==== TRECHO DO TEXTO ====

Arbeiter und Soldat é uma publicação incrível. Em 1943 e 1944, os trotskistas na França distribuíram secretamente o jornal aos soldados alemães. Chamavam aos “trabalhadores de uniforme” que formassem pequenas células e se unissem aos trabalhadores franceses para se prepararem para a revolução que se aproximava. “A decisão está nas suas mãos!”, poderia dizer uma manchete típica de um artigo daquele jornal.

Quem estava por trás do Arbeiter und Soldat? Até recentemente, os relatos biográficos apenas concordavam que seu líder era um judeu berlinense que se autodenominava "Viktor". No entanto, seu nome verdadeiro apareceu como Marcel Widelin, Martin Wittlin, Paul Wenteley, Wintley, Martin Monat e alguns outros.

Um necrológio de 1946 o descreveu assim: “O camarada Widelin entrou no movimento trabalhista com 15 anos de idade. Durante cinco anos, ele se dedicou à organização entre os jovens de Berlim. Depois que Hitler chegou ao poder, sob a cobertura de uma organização esportiva, continuou propagando incansavelmente o socialismo” [1].

Do sionismo...

Isso é parcialmente verdade. “Viktor” foi comunista ou socialista na adolescência. Martin Monath, – esse é o seu nome verdadeiro, que pôde ser estabelecido após muitas pesquisas – mais tarde foi o líder da organização da juventude sionista-socialista, Hashomer Hatzair (Jovem Guarda), em Berlim e na Alemanha no final dos anos vinte e início dos anos trinta.

Assim que os nazistas chegaram ao poder, esmagaram todas as organizações comunistas, social-democratas e sindicais. Mas eles não tinham certeza de como tratar os sionistas. Como recordava Rudolf Segall, companheiro de Monath na Hashomer Hatzair em Berlim:

Os grupos sionistas desfrutaram de um “apoio muito benevolente” dos nacional-socialistas [até 1937], porque foram eles que expulsaram os judeus da Alemanha. No início, os nazistas viram isso como algo bastante positivo. Havia um movimento organizado que encorajava a emigração para a Palestina.

====

_INSTRUÇÕES_.
a) Transcreva do texto sobre o Arbeiter und Soldat o trecho que vai de "Um necrológio de" até "dos anos trinta.".
b) Reescreva de forma mais breve o parágrafo do texto sobre o Arbeiter und Soldat que começa com "Quem estava por trás", mantendo os fatos principais.
As entradas vêm de uma fonte diferente da do texto.

==== CONJUNTO DE ENTRADAS ====

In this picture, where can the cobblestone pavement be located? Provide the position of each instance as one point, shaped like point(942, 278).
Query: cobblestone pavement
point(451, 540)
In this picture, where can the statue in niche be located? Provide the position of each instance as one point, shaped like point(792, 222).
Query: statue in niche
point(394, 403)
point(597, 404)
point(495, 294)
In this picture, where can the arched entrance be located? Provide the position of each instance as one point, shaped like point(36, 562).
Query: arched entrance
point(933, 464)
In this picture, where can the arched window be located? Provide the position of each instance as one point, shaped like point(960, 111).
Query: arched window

====
==== CONJUNTO DE ENTRADAS ====

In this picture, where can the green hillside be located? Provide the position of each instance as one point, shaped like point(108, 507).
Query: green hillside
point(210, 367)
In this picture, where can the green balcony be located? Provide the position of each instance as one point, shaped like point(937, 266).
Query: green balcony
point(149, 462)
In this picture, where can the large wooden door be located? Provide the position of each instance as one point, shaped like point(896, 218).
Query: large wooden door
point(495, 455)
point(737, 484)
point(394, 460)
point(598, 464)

====
==== CONJUNTO DE ENTRADAS ====

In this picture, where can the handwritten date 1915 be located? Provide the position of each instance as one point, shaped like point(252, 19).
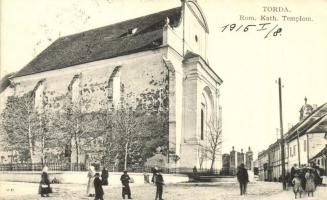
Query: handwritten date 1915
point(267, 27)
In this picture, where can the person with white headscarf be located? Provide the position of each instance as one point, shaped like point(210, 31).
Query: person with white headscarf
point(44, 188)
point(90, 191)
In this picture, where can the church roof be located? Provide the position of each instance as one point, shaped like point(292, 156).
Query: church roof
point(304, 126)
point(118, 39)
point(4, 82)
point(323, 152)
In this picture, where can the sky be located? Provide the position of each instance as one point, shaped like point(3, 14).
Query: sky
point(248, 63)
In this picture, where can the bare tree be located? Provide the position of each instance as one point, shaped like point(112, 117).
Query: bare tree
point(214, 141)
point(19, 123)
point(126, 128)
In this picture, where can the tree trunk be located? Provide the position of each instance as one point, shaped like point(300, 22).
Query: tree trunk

====

_SOLUÇÕES DAS TAREFAS_.
a)
Um necrológio de 1946 o descreveu assim: “O camarada Widelin entrou no movimento trabalhista com 15 anos de idade. Durante cinco anos, ele se dedicou à organização entre os jovens de Berlim. Depois que Hitler chegou ao poder, sob a cobertura de uma organização esportiva, continuou propagando incansavelmente o socialismo” [1].

Do sionismo...

Isso é parcialmente verdade. “Viktor” foi comunista ou socialista na adolescência. Martin Monath, – esse é o seu nome verdadeiro, que pôde ser estabelecido após muitas pesquisas – mais tarde foi o líder da organização da juventude sionista-socialista, Hashomer Hatzair (Jovem Guarda), em Berlim e na Alemanha no final dos anos vinte e início dos anos trinta.

b) Até pouco tempo, os relatos biográficos só concordavam que o líder do Arbeiter und Soldat era um judeu de Berlim que se chamava "Viktor". Seu nome verdadeiro aparecia de várias formas, entre elas Marcel Widelin, Martin Wittlin, Paul Wenteley, Wintley e Martin Monat.